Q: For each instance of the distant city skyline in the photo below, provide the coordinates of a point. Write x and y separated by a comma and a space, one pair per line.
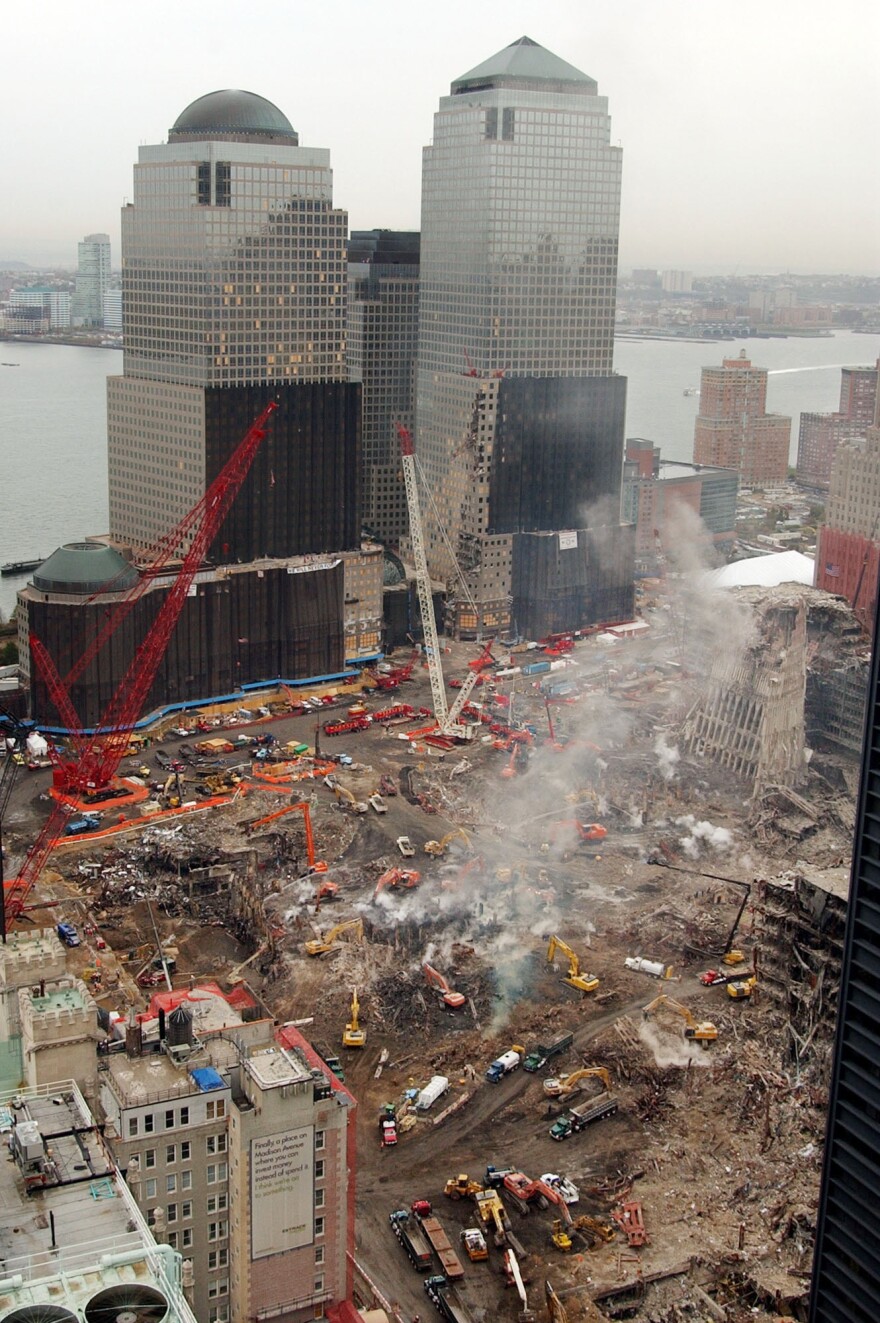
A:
748, 134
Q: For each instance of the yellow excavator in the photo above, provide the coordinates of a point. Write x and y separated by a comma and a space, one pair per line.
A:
574, 979
564, 1085
319, 945
438, 847
698, 1031
353, 1036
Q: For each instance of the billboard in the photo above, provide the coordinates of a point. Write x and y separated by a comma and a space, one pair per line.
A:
282, 1197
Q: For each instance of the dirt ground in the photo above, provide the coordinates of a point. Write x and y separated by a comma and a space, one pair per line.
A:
720, 1147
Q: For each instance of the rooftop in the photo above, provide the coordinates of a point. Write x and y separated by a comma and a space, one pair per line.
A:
527, 66
84, 1235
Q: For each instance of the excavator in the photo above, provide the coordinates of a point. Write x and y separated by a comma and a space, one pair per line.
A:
574, 979
564, 1085
315, 865
353, 1036
319, 945
438, 847
698, 1031
396, 879
454, 1000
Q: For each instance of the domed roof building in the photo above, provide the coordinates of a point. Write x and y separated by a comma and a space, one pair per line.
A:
233, 117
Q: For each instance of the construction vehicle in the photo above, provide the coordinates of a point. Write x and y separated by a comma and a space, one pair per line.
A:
434, 1089
560, 1237
438, 1238
578, 1118
574, 979
97, 756
413, 1240
699, 1031
319, 945
315, 865
451, 999
396, 879
438, 847
445, 1301
504, 1064
541, 1053
462, 1187
474, 1244
352, 1035
563, 1085
447, 719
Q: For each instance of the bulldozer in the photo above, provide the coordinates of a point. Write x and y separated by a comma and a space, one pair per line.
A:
698, 1031
574, 979
352, 1035
319, 945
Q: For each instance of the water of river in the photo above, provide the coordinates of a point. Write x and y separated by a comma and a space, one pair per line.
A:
53, 421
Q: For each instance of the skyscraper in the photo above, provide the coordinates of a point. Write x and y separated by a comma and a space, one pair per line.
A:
519, 416
93, 279
733, 429
233, 294
383, 338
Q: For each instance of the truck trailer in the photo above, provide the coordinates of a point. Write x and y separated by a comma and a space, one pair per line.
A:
445, 1301
413, 1240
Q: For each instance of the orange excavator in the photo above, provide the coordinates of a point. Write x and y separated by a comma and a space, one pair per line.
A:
396, 879
315, 865
454, 1000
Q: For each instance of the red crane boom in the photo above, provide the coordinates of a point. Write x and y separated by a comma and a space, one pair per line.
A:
103, 752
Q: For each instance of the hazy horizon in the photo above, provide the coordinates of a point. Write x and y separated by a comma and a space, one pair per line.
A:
748, 134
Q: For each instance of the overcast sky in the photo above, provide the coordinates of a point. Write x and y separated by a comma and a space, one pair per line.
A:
749, 128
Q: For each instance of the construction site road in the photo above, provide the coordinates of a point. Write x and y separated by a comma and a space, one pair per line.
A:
432, 1158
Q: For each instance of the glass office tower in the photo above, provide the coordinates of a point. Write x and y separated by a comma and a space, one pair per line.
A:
520, 212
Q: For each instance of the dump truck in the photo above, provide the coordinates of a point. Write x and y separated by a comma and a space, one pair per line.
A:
433, 1228
445, 1301
413, 1240
581, 1117
540, 1055
504, 1064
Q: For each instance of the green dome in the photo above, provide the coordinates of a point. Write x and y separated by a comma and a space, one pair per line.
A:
233, 115
85, 569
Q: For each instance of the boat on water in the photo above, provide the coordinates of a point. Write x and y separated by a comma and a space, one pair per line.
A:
20, 566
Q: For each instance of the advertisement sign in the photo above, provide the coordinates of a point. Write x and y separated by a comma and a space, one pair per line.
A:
282, 1192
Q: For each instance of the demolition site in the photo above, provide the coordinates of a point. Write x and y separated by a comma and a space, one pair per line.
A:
572, 943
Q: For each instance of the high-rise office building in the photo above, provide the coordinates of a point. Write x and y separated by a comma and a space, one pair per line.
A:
234, 294
93, 279
383, 339
733, 429
519, 416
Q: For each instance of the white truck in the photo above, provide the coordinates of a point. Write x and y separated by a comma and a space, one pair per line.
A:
504, 1064
434, 1089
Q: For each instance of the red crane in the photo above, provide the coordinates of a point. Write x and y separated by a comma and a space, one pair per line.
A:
101, 753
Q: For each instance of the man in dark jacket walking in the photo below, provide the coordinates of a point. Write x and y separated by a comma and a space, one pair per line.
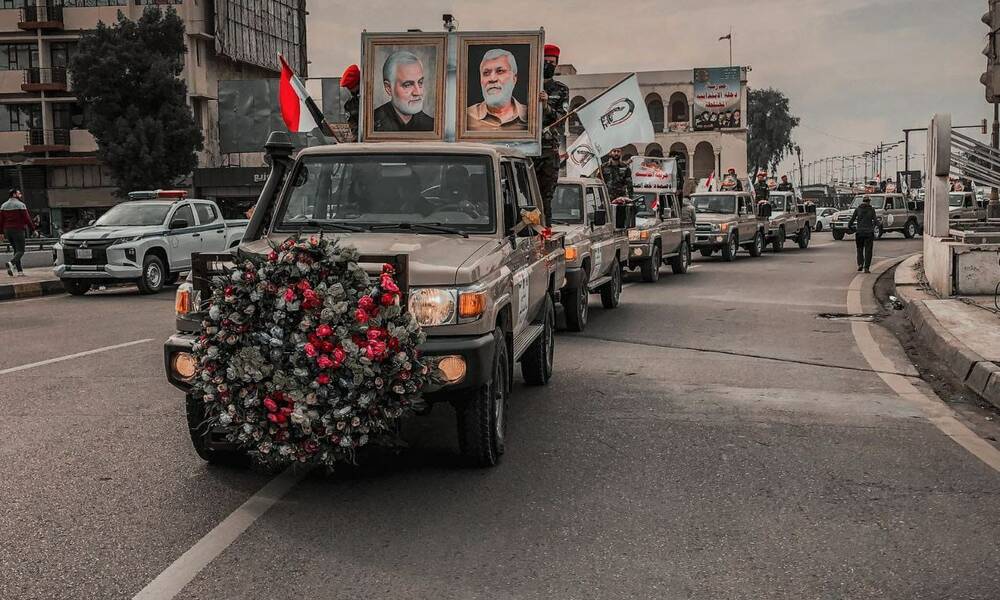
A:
863, 223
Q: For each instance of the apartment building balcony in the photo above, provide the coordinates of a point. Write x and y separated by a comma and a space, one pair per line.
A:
48, 79
34, 18
47, 140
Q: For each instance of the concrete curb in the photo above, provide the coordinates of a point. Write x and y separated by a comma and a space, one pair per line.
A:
979, 375
30, 289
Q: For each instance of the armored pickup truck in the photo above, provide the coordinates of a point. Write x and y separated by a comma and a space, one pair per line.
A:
662, 234
790, 219
477, 271
894, 212
596, 247
727, 221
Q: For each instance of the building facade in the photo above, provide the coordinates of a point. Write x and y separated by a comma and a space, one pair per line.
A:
45, 148
670, 100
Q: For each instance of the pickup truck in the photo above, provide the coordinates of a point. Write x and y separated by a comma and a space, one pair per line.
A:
148, 241
894, 211
663, 234
596, 246
790, 219
726, 221
477, 268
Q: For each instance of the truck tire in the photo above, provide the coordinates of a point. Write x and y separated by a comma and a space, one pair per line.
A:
778, 244
804, 236
611, 292
198, 430
482, 418
651, 268
536, 364
730, 249
757, 247
75, 287
153, 275
680, 263
576, 305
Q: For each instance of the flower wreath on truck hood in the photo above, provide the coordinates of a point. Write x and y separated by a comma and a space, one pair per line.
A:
305, 358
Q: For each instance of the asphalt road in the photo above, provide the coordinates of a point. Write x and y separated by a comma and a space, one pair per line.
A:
711, 438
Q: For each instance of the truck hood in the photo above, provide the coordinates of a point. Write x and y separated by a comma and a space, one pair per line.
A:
433, 259
104, 233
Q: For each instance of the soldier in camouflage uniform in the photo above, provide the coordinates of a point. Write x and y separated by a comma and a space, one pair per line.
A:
351, 81
555, 104
617, 175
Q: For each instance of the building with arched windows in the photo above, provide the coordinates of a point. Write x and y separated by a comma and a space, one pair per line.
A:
669, 97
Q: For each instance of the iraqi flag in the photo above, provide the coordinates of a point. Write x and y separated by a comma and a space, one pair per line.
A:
617, 117
296, 105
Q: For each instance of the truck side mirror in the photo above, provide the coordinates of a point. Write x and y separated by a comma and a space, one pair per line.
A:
600, 217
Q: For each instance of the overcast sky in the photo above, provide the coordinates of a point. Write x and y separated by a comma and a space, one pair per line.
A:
856, 71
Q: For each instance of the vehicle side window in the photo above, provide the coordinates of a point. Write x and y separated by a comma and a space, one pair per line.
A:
185, 213
206, 213
524, 198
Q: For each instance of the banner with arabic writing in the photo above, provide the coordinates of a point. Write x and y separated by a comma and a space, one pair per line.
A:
717, 93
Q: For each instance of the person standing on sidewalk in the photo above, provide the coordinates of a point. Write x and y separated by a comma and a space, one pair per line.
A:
863, 223
15, 222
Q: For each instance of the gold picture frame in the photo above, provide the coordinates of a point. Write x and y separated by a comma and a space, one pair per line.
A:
381, 119
473, 123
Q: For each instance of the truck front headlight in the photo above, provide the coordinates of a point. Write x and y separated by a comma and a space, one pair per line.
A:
432, 306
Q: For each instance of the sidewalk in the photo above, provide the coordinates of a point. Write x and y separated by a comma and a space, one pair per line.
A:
964, 332
39, 281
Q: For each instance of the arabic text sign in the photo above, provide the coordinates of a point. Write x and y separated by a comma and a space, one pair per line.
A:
717, 93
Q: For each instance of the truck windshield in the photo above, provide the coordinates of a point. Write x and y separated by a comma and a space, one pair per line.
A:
877, 201
363, 190
714, 204
567, 203
134, 215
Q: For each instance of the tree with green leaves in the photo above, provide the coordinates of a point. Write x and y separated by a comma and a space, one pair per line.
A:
127, 77
769, 126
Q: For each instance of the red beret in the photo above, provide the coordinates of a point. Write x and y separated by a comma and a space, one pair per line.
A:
351, 77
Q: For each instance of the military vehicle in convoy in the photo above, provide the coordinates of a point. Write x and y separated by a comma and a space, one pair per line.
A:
596, 247
476, 270
727, 221
663, 234
894, 212
790, 219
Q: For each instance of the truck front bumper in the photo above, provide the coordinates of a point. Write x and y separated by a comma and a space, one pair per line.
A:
474, 352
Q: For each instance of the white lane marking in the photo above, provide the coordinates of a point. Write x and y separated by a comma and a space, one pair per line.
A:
936, 411
72, 356
172, 580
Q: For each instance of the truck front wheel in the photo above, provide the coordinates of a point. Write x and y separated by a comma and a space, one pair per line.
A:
482, 418
153, 275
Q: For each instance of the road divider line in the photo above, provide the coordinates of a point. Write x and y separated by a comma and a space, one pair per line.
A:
174, 578
72, 356
935, 410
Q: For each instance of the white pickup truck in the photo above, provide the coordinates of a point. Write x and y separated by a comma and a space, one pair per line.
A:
148, 241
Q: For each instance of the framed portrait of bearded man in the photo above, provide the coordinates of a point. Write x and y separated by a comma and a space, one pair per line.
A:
499, 80
403, 81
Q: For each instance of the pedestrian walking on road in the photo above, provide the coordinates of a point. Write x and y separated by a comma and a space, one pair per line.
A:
15, 222
863, 223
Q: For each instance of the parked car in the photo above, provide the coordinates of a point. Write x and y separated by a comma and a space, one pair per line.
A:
480, 275
148, 241
596, 247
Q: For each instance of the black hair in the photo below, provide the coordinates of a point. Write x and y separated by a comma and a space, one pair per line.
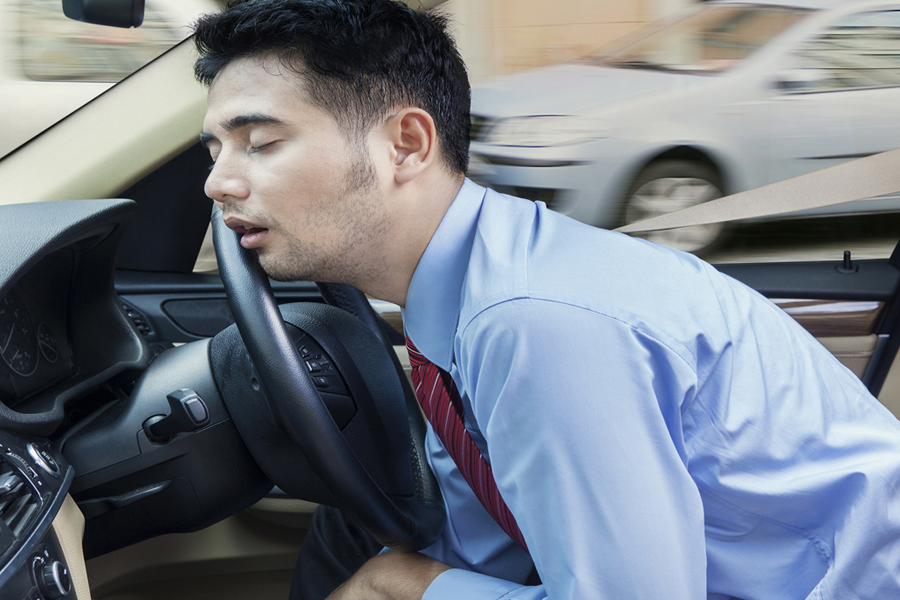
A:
358, 59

####

What is required
Would you please give the number of lines in this material containing the string "sign", with no further text?

The completed task
2